- DATASET RECORDS
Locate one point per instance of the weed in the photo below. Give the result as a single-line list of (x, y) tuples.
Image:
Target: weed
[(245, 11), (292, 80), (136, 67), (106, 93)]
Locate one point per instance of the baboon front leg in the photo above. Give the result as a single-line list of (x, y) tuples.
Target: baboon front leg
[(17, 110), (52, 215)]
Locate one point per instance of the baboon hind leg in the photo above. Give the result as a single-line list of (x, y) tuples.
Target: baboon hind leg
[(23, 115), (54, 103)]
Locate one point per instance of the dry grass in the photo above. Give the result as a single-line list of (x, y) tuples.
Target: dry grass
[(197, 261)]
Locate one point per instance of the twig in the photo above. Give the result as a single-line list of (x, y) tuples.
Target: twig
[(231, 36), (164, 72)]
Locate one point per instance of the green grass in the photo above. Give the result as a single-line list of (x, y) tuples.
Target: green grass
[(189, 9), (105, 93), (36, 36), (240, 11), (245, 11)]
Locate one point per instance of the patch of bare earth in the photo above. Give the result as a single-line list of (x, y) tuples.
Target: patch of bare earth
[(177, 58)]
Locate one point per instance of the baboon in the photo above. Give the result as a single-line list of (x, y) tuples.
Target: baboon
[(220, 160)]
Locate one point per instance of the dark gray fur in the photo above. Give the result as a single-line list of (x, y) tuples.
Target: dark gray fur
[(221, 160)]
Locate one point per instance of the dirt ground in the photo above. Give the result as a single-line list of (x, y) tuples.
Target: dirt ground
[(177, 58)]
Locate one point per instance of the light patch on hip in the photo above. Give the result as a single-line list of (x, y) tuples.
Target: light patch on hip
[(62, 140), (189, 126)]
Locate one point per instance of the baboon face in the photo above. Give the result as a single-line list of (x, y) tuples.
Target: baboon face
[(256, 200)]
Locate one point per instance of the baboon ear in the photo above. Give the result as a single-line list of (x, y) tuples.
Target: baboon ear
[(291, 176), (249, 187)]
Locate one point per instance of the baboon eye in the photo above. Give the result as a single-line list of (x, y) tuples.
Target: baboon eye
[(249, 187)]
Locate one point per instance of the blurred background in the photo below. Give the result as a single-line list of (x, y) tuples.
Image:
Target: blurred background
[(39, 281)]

- WHAT IS NEEDED
Reproduce verbatim the part of the records that opens with their first line and closes with the line containing "[(17, 110), (52, 215)]", including both of these lines.

- RESULT OF THE TASK
Locate one point per instance of the weed in the photo below. Give the result as a single-line list of (x, y) tuples.
Image:
Target: weed
[(245, 11), (292, 80), (136, 67), (106, 93)]
Locate one point per instance of the baboon front leg in the photo above. Give the result as a single-line list of (x, y) tuples.
Target: baboon front leg
[(17, 110), (52, 215)]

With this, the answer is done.